* To be done: Present the lines of the items below, between the line containing "Question. Place a dot on every instance of the manicurist's" and the line containing "Question. Place a dot on every instance of the small", inclusive, as a Markdown table with the columns No. and Text. Number the rows, omit blank lines, and leave out the pictures.

* Materials provided:
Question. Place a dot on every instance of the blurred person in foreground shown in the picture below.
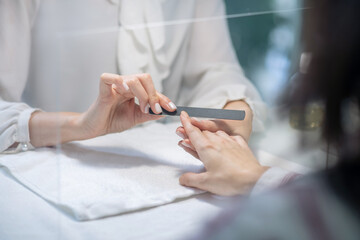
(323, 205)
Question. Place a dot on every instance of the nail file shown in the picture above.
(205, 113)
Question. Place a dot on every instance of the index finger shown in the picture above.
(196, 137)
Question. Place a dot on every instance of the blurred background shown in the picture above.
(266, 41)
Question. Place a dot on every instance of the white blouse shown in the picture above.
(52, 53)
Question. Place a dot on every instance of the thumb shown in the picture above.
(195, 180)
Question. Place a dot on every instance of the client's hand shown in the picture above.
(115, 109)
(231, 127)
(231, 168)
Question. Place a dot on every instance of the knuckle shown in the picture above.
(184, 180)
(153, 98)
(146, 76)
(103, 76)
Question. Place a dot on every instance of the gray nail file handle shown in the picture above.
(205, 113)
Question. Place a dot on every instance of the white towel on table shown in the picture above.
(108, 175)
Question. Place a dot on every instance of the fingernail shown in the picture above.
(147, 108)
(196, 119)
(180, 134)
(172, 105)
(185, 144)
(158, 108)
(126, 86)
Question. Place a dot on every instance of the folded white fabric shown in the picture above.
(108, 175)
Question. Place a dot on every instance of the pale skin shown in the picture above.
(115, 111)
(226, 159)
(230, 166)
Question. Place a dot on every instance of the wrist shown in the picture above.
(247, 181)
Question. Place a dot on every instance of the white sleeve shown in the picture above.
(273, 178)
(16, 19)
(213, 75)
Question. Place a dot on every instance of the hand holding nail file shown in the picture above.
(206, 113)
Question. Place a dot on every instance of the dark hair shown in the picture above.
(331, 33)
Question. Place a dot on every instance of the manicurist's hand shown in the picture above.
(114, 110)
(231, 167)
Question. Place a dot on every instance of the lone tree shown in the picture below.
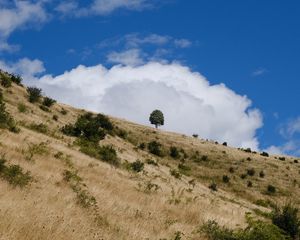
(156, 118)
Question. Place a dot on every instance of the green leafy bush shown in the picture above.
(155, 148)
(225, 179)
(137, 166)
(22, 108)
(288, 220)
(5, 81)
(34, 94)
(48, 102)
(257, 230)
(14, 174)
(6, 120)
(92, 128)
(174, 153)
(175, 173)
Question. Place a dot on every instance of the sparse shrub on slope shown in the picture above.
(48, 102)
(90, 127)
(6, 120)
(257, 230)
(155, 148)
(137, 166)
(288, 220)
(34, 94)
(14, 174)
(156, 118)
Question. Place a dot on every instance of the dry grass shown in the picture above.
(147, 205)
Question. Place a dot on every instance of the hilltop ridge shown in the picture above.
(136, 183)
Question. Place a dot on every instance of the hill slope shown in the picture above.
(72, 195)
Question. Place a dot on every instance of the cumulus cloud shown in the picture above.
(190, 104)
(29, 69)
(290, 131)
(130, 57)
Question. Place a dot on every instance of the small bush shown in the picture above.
--
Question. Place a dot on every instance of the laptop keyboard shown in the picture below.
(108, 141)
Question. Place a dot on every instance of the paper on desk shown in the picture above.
---
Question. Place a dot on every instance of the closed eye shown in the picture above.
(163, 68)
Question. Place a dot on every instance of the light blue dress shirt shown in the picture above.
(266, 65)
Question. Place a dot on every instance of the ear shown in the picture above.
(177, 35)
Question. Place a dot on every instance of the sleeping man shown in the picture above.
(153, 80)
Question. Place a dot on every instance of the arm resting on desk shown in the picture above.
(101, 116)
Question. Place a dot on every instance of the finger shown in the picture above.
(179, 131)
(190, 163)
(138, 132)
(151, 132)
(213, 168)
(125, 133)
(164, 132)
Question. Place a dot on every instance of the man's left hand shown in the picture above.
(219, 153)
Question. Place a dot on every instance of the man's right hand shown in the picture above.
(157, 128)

* Answer to the problem:
| No. | Text |
|---|---|
| 1 | Question. Place a dot on every instance of the manicurist's hand shown in the picture above. |
| 2 | (114, 110) |
| 3 | (231, 167) |
| 4 | Question. Place a dot on every instance of the lone tree shown in the picture below. |
| 5 | (156, 118) |
| 6 | Question. Place a dot on every instance of the green leafy bush shown in the picture above. |
| 7 | (155, 148) |
| 8 | (225, 179) |
| 9 | (137, 166) |
| 10 | (22, 108) |
| 11 | (288, 220) |
| 12 | (5, 81) |
| 13 | (34, 94) |
| 14 | (48, 102) |
| 15 | (257, 230) |
| 16 | (14, 174) |
| 17 | (6, 120) |
| 18 | (92, 128) |
| 19 | (174, 153) |
| 20 | (175, 173) |
| 21 | Question. Place a dot on every instance of the sparse shrub on slope shown in the picture above. |
| 22 | (48, 102) |
| 23 | (90, 127) |
| 24 | (6, 120) |
| 25 | (257, 230) |
| 26 | (155, 148) |
| 27 | (137, 166) |
| 28 | (288, 220) |
| 29 | (34, 94) |
| 30 | (14, 174) |
| 31 | (156, 118) |
| 32 | Question. Place a dot on every instance of the dry grass shown in the picture above. |
| 33 | (147, 205) |
| 34 | Question. Place a dot on every instance of the hilltop ridge shown in the picture above. |
| 35 | (136, 183) |
| 36 | Question. Place a dot on every instance of the hill slope shown in the picture above. |
| 37 | (72, 195) |
| 38 | Question. Place a dot on every instance of the cumulus cloud shown in the picture above. |
| 39 | (190, 104) |
| 40 | (29, 69) |
| 41 | (290, 131) |
| 42 | (130, 57) |
| 43 | Question. Place a dot on every instance of the small bush shown in the picture above. |